> _Given request_: Reproduce the listing below, substituting "place one point" for every occurrence of "set one marker" and leaving all other text unchanged.

[Extracted data entries]
>> Start
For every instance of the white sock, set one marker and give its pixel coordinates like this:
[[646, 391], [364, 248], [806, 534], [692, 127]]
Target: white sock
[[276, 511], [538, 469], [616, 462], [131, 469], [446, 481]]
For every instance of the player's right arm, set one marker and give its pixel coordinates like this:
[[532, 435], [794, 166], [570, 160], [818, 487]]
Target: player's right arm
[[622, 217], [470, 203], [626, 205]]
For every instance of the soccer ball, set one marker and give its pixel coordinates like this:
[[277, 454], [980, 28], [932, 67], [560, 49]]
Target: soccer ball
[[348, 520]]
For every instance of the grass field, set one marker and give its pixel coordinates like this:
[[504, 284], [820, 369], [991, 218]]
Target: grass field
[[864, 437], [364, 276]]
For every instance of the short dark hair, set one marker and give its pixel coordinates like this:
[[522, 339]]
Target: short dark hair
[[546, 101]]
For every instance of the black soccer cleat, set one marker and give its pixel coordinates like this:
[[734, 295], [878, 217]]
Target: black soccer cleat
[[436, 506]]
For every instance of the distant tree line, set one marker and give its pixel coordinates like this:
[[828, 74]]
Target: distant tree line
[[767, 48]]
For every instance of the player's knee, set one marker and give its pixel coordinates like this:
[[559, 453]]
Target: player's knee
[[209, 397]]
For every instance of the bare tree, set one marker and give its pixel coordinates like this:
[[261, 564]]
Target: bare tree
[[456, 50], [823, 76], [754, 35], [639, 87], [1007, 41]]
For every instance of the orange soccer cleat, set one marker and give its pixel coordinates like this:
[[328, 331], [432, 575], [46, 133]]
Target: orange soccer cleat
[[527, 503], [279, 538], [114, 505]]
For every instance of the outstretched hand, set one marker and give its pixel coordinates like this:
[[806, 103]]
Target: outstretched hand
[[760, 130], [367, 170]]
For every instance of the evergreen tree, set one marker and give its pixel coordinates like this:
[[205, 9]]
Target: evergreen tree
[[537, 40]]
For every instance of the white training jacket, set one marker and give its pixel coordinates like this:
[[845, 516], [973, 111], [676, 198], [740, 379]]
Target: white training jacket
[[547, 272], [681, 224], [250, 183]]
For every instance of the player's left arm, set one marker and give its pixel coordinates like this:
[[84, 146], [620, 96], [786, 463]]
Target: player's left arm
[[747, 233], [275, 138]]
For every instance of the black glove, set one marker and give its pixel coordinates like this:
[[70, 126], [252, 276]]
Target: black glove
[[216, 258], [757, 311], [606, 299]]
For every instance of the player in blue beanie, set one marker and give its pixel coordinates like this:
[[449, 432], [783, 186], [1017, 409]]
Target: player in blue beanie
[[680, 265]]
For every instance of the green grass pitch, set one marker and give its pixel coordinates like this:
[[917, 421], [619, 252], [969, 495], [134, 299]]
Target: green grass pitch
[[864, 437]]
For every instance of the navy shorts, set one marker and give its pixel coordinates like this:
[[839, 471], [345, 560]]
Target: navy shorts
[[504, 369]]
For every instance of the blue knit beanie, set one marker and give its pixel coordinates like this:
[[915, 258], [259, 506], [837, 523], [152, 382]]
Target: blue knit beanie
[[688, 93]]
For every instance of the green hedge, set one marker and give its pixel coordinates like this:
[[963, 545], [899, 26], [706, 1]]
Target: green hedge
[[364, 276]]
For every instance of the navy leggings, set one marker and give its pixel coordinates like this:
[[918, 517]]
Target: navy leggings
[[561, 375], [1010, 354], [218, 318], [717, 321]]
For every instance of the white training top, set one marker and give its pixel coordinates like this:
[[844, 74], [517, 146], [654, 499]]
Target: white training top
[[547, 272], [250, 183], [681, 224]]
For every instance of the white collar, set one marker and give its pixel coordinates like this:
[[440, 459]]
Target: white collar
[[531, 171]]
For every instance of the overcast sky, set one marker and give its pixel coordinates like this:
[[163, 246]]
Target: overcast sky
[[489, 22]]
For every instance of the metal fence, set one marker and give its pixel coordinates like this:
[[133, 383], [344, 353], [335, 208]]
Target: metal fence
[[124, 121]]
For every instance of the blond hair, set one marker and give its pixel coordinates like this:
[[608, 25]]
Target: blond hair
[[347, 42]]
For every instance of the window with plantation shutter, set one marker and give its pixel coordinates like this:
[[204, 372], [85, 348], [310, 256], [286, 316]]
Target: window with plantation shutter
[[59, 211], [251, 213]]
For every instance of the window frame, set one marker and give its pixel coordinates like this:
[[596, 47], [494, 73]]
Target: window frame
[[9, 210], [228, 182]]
>> End
> _Complete response_:
For every instance of the white sock, place one point and give its pixel coordinates like this:
[[646, 391], [364, 248], [806, 534], [692, 127]]
Target: white sock
[[276, 511], [538, 469], [616, 462], [131, 469], [446, 481]]
For every instance of the player's right arm, place one point and give its pixel coordinates like this:
[[532, 435], [794, 166], [570, 160], [818, 487]]
Target: player's right arm
[[622, 217], [470, 203], [626, 205]]
For every instance of the soccer ball, place one point and give its pixel coordinates like this:
[[277, 454], [980, 28], [932, 67], [560, 49]]
Target: soccer ball
[[348, 520]]
For every instance of the grass field, place one point and give its pixel coordinates like this:
[[504, 284], [820, 369], [991, 218]]
Target: grass field
[[864, 437], [364, 276]]
For every instance of the short dark hair, place one point and give its pixel coordinates like this:
[[522, 339]]
Target: short dark hair
[[546, 101]]
For every instance of the black soccer cleat, place one point and give its pixel coordinates like this:
[[734, 295], [878, 217]]
Target: black soccer cleat
[[436, 506]]
For every instance of the distant tree line, place one point and give its pixel coordinates like this:
[[828, 74]]
Target: distant tree line
[[767, 48]]
For every instance of the player's knee, place one point and give its pixel coordinates like this:
[[559, 453]]
Target: player's knee
[[209, 397]]
For every instance of the bare tree, place one point and give its pixel coordinates like this:
[[261, 564]]
Target: bare tree
[[456, 50], [823, 76], [754, 35], [639, 87], [1007, 41]]
For every instance of the orange soccer cleat, place one point and give its pixel coordinates like this:
[[328, 331], [432, 575], [46, 133]]
Target: orange soccer cleat
[[527, 503], [279, 538], [114, 505]]
For every instance of the outstretched hand, place one point and give its pixel coordinates like this:
[[806, 103]]
Target: outstretched hand
[[760, 130], [367, 170]]
For every instance of the evergreen tree, place one point and give its pixel coordinates like this:
[[205, 9]]
Target: evergreen tree
[[537, 40]]
For every instance of the white training jacket, place one point and give its pixel coordinates like this:
[[845, 516], [973, 111], [676, 198], [740, 379]]
Target: white training jacket
[[547, 272], [681, 224], [250, 183]]
For every instance of the player's left arm, place one point and give its pixel coordinates like this:
[[84, 146], [620, 96], [786, 463]]
Target: player's left arm
[[747, 233], [275, 138]]
For every instance of the black glove, place one point and give its pixel coordinates like this:
[[70, 126], [252, 276]]
Target: black glove
[[216, 258], [757, 311], [606, 299]]
For every instance of the player in blue beanie, place one point and give its pixel coordinates like this:
[[449, 432], [783, 186], [1017, 409]]
Target: player in blue beanie
[[680, 265]]
For every instance of the green grass pitch, place one point and give its pixel coordinates like this:
[[917, 421], [619, 252], [969, 495], [134, 299]]
Target: green grass pitch
[[864, 437]]
For every instance of the navy shorts, place one point and give its pixel coordinates like this:
[[839, 471], [345, 560]]
Target: navy shorts
[[504, 369]]
For every instance of the blue knit beanie, place one point and give its pixel coordinates like this:
[[915, 258], [259, 506], [837, 523], [152, 382]]
Target: blue knit beanie
[[688, 93]]
For every instance of the green hedge, place one point and give its pixel coordinates like this:
[[963, 545], [899, 26], [706, 1]]
Target: green hedge
[[364, 276]]
For every instance of the navy leggings, place one point and give its pixel coordinates like this:
[[918, 517]]
Target: navy leggings
[[561, 375], [1010, 354], [218, 318], [717, 321]]
For every instance of the white training top, place one point and give its pixel coordinates like this:
[[844, 74], [517, 146], [654, 499]]
Target: white training top
[[547, 272], [250, 183], [681, 224]]
For every instance of the white collar, place one point and give its pixel coordinates like this:
[[440, 459]]
Target: white collar
[[531, 171]]
For every instance of the overcast sky, place one point and give its pixel coordinates like this:
[[163, 246]]
Target: overcast sky
[[489, 22]]
For every instance of the metal fence, place one point and give its pixel coordinates like this:
[[133, 383], [344, 353], [335, 208]]
Target: metal fence
[[124, 121]]
For every instance of the blond hair, place one point and give its pixel coordinates like this:
[[608, 25]]
Target: blond hair
[[347, 42]]
For every instance of the window with plantation shutter, place one point and give its pixel coordinates like this:
[[204, 372], [85, 348], [310, 256], [286, 316]]
Target: window with plantation shutter
[[59, 211], [251, 213]]
For every instance of the window frame, place one point and give its pixel coordinates like this:
[[596, 47], [494, 73]]
Target: window frame
[[9, 210], [228, 182]]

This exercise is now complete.